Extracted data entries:
★ ★ ★ ★ ★ ★ ★

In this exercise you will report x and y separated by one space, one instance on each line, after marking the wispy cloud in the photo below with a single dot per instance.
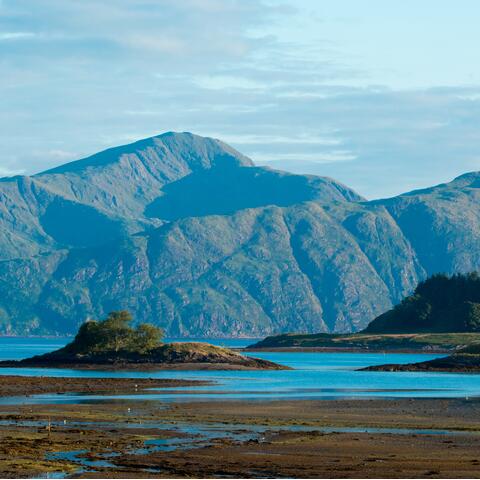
16 35
272 78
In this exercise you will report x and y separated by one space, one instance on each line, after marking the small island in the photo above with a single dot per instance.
466 360
113 343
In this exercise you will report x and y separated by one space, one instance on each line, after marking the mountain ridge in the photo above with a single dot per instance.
223 250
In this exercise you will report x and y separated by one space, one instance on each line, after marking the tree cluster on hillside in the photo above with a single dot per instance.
441 303
115 334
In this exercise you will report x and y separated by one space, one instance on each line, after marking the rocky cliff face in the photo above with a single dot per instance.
187 233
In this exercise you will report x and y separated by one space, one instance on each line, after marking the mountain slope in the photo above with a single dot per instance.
189 234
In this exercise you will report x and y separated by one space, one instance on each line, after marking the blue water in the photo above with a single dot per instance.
315 376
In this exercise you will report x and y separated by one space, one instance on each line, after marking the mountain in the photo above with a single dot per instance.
189 234
438 304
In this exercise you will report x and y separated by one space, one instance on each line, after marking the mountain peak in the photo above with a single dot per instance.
189 150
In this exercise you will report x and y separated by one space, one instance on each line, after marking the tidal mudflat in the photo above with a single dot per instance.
323 418
421 438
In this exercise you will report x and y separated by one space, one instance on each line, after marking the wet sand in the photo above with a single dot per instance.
267 452
17 385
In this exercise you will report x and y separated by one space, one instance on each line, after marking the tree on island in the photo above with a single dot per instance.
115 334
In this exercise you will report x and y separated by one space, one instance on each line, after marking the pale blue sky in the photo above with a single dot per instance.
381 95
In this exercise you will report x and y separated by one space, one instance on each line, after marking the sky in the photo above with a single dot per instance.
383 96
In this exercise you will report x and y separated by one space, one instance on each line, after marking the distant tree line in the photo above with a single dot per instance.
115 334
441 303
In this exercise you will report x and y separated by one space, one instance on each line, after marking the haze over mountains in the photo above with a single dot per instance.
187 233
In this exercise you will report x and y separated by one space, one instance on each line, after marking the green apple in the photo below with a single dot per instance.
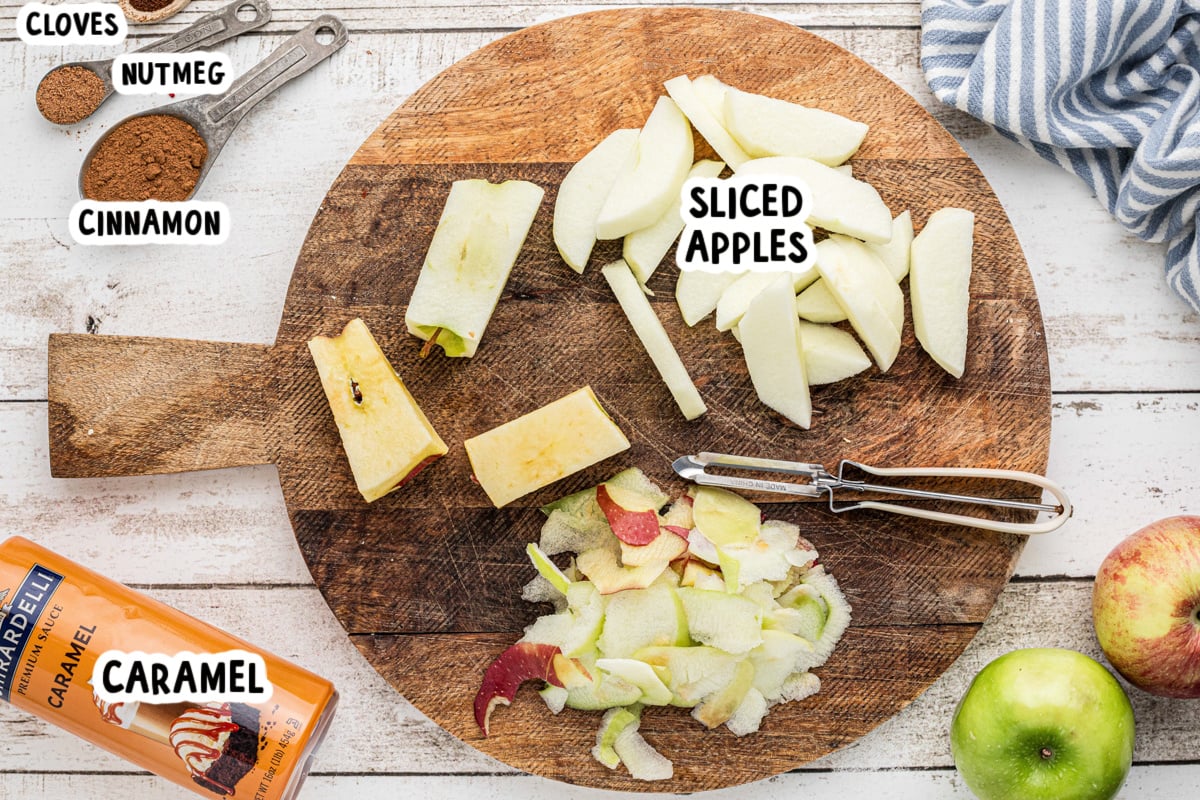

★ ★ ★ ★ ★ ★ ★

**TASK DIRECTIONS**
Please rescale the records from the line with "marking the haze" through the end of the records: write out every line, not only the answers, with each x and y coordinate in the answers multiplied by 1.2 and rounded to a whole number, halves rounded up. Leave the pictures out.

**REPLY**
In this exercise you will report x and y separated by one space, one instance on each line, after marking the haze over mountains in the photo above with a single dot per instance.
224 280
In this exercise you will report x and y separated by one space, one instance on each line, after marking the green apple in the photo below with a single dot per instance.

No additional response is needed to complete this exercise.